» **Exercise requirements**
Begin with the line that holds "Mark the straw". Output it and all remaining lines of the material, verbatim, ending with the last.

» **Task data**

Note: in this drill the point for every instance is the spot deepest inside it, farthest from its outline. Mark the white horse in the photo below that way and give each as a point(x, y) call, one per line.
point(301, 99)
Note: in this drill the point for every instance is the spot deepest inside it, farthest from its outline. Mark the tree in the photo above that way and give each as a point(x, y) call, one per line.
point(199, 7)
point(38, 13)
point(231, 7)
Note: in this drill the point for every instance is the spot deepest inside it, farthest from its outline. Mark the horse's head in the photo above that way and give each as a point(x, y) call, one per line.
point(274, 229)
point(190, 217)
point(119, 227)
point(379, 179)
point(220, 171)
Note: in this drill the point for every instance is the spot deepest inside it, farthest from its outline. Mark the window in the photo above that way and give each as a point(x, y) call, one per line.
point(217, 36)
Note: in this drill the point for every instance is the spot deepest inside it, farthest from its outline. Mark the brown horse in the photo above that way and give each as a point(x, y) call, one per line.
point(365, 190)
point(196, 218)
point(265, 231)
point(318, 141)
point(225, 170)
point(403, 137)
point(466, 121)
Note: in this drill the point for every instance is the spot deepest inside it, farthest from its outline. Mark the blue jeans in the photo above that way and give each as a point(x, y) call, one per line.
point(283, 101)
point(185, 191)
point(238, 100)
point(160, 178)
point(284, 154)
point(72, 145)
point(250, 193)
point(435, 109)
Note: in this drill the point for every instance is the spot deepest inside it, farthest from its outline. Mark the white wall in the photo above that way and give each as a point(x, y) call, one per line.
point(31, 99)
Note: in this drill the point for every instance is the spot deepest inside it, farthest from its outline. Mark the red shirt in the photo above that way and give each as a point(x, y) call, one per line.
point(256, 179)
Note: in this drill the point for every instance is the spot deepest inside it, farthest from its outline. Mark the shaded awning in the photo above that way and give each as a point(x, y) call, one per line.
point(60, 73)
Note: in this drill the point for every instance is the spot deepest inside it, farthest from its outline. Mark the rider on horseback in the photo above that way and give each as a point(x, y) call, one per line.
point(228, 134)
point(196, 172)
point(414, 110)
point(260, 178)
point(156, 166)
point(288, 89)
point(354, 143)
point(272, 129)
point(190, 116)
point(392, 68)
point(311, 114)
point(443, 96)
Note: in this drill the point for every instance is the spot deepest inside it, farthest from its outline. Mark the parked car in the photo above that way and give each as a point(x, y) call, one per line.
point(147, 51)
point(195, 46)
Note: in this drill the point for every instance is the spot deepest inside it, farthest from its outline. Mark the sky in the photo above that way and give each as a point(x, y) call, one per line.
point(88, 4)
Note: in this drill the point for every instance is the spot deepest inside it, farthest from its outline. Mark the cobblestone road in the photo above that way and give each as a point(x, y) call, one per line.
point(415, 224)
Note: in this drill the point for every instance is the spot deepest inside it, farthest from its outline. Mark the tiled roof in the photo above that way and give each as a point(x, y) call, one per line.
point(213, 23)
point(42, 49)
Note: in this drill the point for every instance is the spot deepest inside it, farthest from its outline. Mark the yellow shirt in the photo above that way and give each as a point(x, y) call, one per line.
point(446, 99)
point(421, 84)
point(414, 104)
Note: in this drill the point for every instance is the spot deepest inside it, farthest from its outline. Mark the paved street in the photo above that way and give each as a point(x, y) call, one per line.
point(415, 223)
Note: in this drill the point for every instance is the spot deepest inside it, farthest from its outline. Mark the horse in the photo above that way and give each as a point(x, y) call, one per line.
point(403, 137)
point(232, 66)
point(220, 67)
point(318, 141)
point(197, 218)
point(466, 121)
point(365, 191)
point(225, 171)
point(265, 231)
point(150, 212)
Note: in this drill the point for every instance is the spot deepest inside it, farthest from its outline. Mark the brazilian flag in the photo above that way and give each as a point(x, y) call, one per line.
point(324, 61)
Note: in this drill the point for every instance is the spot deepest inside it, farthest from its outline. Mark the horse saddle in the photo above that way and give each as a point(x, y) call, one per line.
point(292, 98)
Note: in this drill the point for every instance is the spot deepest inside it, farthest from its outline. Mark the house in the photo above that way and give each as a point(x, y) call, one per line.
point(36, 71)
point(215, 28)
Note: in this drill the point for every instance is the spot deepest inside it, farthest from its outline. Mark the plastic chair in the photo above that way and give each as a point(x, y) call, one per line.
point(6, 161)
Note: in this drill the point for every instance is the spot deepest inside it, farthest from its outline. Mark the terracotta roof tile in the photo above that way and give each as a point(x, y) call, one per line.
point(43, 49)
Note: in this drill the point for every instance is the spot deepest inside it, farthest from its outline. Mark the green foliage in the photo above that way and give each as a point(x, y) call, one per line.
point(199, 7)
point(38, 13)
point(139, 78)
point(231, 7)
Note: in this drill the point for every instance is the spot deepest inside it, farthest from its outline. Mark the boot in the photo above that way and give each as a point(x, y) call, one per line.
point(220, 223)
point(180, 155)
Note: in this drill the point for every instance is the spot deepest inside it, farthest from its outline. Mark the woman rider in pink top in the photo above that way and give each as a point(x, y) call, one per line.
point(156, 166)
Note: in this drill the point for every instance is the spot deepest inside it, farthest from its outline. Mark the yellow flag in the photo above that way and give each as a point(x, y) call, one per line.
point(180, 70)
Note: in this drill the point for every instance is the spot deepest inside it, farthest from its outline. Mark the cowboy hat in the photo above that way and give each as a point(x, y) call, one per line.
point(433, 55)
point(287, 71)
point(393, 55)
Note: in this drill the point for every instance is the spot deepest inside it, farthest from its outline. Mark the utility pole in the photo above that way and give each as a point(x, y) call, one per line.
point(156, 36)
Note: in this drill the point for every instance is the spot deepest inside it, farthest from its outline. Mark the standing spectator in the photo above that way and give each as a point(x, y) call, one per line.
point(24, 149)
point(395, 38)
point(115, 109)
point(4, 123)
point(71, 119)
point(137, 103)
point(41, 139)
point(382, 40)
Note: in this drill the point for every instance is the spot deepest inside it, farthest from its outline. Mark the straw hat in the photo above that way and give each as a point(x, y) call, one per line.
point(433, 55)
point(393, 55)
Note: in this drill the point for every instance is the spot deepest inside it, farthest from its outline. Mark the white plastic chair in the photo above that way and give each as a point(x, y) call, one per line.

» **Task result**
Note: in this drill the point for every instance is the spot deepest inside it, farthest from its outline. Mark the straw hat in the photo above that way and give each as a point(x, y) call, one per line.
point(433, 55)
point(393, 55)
Note: in this drill the point for every instance is the spot deepest inside it, farthest from its outline. Mark the white plastic chair in the photo above that way and give each as a point(x, y) call, one per line.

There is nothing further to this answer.